# Verilen Metin

▼▼▼

Sadece iktidar hırslarından dolayı girdikleri günahlardan değil müritlerine ve topluma verdikleri zararlar açısından da cemaatler kötü oluşumlardır. Kısaca cemaatler vatana millete hayırlı kurumlar değildir.

 

Bu makalemi sonuna kadar okursanız hem dini açıdan hem de insani açıdan cemaatlerin zararlarını sizlere tek tek anlatacağım.

 

Öncelikle dini cemaatlere, onların kurucularına, yöneticilerine (heyetlerine) ve üyelerine seslenmek istiyorum.

 

Yanlış yapıyorsunuz.

 

Şirke giriyorsunuz. Dinen en büyük günah olan şirk günahını işliyorsunuz. Müşrik olmuşsunuz haberiniz yok.

 

Müslüman olmanız, dindar olmanız, şeriatçı olmanız, tevhid inancınız sizin şirke düşmenizi engellemez. “Tek ilah Allah’tır, ondan başa ilah yoktur” demeniz ve buna kalpten inanmanız sizi müşrik olmaktan kurtarmaz.

 

Allah’a ortak tutmamak yetmez, Allah’a ortak da olmamanız gerekir. Ama sizler Allah ile ortakmışsınız gibi davranıyorsunuz. Allah adına ahkam kesiyorsunuz.

 

Birileri size kulluk ediyorsa siz kendinizi ilahlaştırmışsınız demektir. Allah’ın kullarını kendinize devşirmeniz günahların en büyüğüdür. Birileri size kulluk ediyorsa veya siz birilerine kulluk ediyorsanız siz apaçık müşriksinizdir.

 

Kuran’daki pek çok ayette Allah sadece kendisine kulluk yapılmasını, sadece kendinden yardım dilenmesini ister. Ayrıca Kuran’daki pek çok ayette din adamlarının (evliyaların, ulemaların, hocaefendilerin, şeyhlerin, şıhların, imamların, mevlanaların, mollaların, ayetüllahların, gavsların) efendi bellenmesinin günah olmasından bahsedilir. Bunların örneklerini aşağıda bulabilirsiniz.

▲▲▲

# Kayıtlı Veriler
▼▼▼

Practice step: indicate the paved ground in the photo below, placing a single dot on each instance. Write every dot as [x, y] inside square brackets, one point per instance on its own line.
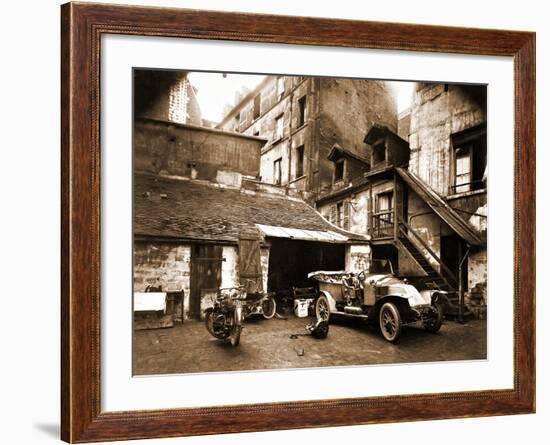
[266, 344]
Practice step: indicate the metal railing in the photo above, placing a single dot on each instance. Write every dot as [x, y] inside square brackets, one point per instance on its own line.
[466, 187]
[444, 272]
[382, 224]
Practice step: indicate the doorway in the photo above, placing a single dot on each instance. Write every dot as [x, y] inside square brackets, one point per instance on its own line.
[206, 274]
[453, 249]
[290, 261]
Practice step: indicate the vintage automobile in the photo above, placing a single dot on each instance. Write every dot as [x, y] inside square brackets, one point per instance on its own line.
[379, 296]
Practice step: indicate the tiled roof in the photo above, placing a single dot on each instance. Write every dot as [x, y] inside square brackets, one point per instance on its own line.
[184, 209]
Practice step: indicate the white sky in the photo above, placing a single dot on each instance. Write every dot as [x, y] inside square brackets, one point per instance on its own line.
[215, 91]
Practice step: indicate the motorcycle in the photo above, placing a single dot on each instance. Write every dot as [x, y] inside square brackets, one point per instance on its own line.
[224, 320]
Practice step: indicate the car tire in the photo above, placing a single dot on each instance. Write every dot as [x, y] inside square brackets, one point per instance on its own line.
[269, 307]
[322, 308]
[390, 322]
[434, 323]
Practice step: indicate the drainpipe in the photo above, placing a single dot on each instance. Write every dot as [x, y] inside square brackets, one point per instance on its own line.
[460, 285]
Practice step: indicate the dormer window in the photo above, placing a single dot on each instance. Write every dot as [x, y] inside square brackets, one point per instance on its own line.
[339, 170]
[257, 106]
[379, 153]
[470, 160]
[279, 127]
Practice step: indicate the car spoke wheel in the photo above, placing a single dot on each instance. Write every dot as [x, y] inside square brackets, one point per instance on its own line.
[390, 322]
[434, 322]
[269, 307]
[322, 308]
[235, 336]
[215, 324]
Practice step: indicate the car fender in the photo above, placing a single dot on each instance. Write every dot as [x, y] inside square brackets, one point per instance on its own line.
[440, 297]
[331, 300]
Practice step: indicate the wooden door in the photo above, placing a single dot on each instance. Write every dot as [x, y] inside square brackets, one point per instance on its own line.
[250, 266]
[206, 274]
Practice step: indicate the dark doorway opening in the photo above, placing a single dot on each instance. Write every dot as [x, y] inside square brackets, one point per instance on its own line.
[206, 274]
[290, 261]
[453, 249]
[387, 252]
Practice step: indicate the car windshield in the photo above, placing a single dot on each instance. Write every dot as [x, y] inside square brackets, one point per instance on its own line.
[381, 266]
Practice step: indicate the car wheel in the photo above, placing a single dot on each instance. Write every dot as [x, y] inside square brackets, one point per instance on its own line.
[269, 307]
[434, 322]
[390, 322]
[322, 308]
[215, 324]
[235, 336]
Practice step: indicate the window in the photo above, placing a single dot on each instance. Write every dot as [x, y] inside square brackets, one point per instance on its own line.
[277, 173]
[340, 214]
[302, 111]
[299, 161]
[280, 87]
[385, 202]
[339, 170]
[383, 216]
[463, 168]
[378, 153]
[279, 127]
[470, 161]
[257, 103]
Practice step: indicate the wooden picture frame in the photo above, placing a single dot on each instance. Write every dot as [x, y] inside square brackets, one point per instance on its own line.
[82, 26]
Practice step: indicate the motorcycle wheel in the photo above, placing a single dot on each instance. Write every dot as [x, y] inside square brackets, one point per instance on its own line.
[269, 307]
[235, 336]
[215, 325]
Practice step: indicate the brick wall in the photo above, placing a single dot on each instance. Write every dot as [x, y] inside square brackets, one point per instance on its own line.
[437, 112]
[163, 264]
[162, 147]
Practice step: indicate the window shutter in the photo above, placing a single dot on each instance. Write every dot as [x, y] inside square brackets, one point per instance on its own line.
[333, 216]
[346, 215]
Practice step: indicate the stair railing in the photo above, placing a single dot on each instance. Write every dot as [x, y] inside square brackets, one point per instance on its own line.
[410, 230]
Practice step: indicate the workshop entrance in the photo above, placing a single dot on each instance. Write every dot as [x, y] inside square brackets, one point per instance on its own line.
[290, 261]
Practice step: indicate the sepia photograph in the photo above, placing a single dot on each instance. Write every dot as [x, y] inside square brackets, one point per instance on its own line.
[284, 221]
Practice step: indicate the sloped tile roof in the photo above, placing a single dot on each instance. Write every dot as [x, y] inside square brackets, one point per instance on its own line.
[184, 209]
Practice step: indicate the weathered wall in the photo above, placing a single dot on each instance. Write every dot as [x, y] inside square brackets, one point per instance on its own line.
[337, 111]
[163, 264]
[162, 147]
[404, 124]
[348, 109]
[165, 95]
[437, 112]
[358, 257]
[230, 266]
[476, 297]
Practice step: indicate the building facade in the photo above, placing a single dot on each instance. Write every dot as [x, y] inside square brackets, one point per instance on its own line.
[203, 219]
[166, 95]
[423, 201]
[303, 118]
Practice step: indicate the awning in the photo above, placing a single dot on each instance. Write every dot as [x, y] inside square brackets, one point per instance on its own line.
[302, 234]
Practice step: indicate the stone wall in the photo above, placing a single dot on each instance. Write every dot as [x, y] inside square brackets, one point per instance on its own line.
[348, 108]
[190, 151]
[358, 257]
[476, 296]
[337, 111]
[165, 95]
[437, 112]
[164, 265]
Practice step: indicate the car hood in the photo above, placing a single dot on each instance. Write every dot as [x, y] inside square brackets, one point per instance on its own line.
[398, 288]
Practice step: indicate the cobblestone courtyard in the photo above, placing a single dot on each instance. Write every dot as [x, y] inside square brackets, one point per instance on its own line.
[267, 344]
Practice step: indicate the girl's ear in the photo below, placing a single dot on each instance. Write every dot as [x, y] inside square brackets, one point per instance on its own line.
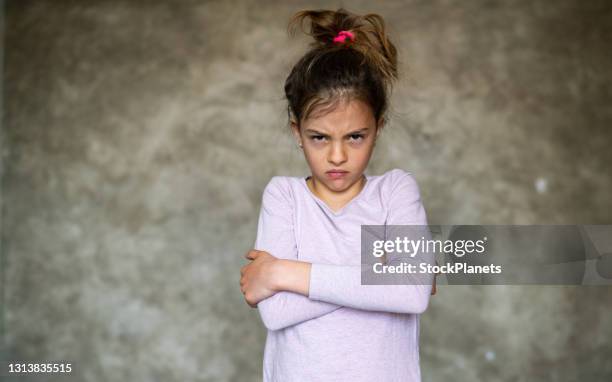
[381, 124]
[296, 133]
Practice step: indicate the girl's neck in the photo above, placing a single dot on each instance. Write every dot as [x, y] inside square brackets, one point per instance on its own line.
[332, 198]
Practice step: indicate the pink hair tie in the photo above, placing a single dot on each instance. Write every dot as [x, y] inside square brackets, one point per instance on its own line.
[342, 36]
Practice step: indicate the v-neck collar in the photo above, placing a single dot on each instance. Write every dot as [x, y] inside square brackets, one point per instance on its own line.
[343, 209]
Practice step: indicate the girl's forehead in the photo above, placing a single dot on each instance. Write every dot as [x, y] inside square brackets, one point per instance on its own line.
[341, 119]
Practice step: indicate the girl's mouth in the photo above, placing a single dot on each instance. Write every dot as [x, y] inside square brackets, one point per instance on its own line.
[336, 174]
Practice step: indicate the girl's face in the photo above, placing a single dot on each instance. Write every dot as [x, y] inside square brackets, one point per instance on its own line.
[343, 140]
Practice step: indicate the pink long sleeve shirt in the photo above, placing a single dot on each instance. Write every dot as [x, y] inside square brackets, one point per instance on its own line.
[343, 331]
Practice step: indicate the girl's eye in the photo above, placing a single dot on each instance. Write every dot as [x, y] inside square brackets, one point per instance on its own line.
[356, 137]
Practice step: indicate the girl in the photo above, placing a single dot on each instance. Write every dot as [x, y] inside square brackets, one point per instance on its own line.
[305, 273]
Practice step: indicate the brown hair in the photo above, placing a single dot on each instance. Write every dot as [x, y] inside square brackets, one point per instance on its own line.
[363, 69]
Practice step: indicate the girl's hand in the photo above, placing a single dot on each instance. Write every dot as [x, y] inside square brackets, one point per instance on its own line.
[256, 278]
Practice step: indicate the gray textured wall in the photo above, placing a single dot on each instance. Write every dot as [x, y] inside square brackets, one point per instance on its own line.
[139, 136]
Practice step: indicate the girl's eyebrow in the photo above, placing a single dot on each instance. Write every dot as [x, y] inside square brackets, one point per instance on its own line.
[326, 135]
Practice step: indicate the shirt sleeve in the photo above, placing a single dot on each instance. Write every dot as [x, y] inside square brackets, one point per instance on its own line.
[341, 284]
[275, 235]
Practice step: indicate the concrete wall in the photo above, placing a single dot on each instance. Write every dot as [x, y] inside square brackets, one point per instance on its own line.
[139, 136]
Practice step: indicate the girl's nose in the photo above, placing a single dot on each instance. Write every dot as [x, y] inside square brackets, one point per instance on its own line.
[337, 153]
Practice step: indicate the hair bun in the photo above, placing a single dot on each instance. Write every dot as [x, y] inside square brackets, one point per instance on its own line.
[369, 36]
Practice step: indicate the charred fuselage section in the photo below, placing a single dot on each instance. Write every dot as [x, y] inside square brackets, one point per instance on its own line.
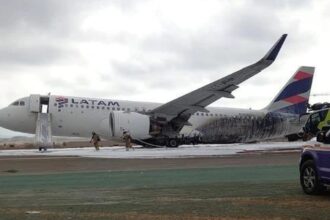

▲▲▲

# Görevler ve Alıştırmalar
- A) Cemaatler hakkındaki metne göre aşağıdaki soruları yanıtlayınız.
(i) Dinen en büyük günah olarak hangi günah gösterilmektedir?
(ii) Birileri size kulluk ediyorsa bu ne anlama gelir?
(iii) Kuran'daki pek çok ayette Allah ne istemektedir?
- B) Cemaatler hakkındaki metni kaldığı yerden devam ettiriniz.

# Alıştırma Yanıtları
- A)
(i) Şirk günahı.
(ii) Kendinizi ilahlaştırmışsınız demektir.
(iii) Sadece kendisine kulluk yapılmasını ve sadece kendinden yardım dilenmesini.

- B)
 

Fatiha suresinin 5.ayetindeki: "Ancak sana kulluk eder ve yalnız senden yardım dileriz" cümlesi başta Müslümanlar olmak üzere tüm insanlara başkalarına kulluk etmeyin, Allah’a yakınlaşmak için başkalarından aracılık istemeyin manasına gelmekteyken, cemaatler ne yapıyor? Akıl çelerek, beyin yıkayarak, Allah ile aldatarak, cehennemle korkutarak, cennetle havuçlayarak insanları kendilerine kul yapıyorlar. Hatta bazı cemaatler müritlerine kuldan öte köle gibi de bakmakta ve davranmaktadır. 

 

Sakın, bir mürit çıkıp da, “biz kimsenin kulu, kölesi değiliz” demesin. Dini anlamda "kul" kelimesi, Allah'a kulluk eden, O'na itaat eden, O'na teslim olan ve O'nun emir ve yasaklarına göre yaşayan insanı ifade eder. "Kul" kelimesi Arapça kökenlidir ve temel olarak "hizmet eden, itaat eden, boyun eğen" anlamlarına gelir. Sen üyesi olduğun cemaate ve liderine sorgusuz sualsiz itaat ediyorsan, hizmet ediyorsan destek veriyorsan, bal gibi de kulluk yapıyorsun demektir. Kulluk yapıyorsan şirke de düşüyorsun demektir. Sen Allah’ına kulluğunu yap, ne diye bir faniye, cemaate kulluk edersin ki?

 

Nahl suresinin 36. ayetinde de “Allah'a kulluk edin ve tağuttan sakının” diye bir bölüm vardır. Buradaki “tağut” kelimesi, Allah'tan başka ibadet edilen her şeyi, insanı Allah'tan uzaklaştıran her türlü otoriteyi ve sistemi ifade eder. Cemaatler ve onun başındaki liderler tağutun ta kendisidir. Bunun farkına varamayacak kadar kör olmuştur cemaatçiler.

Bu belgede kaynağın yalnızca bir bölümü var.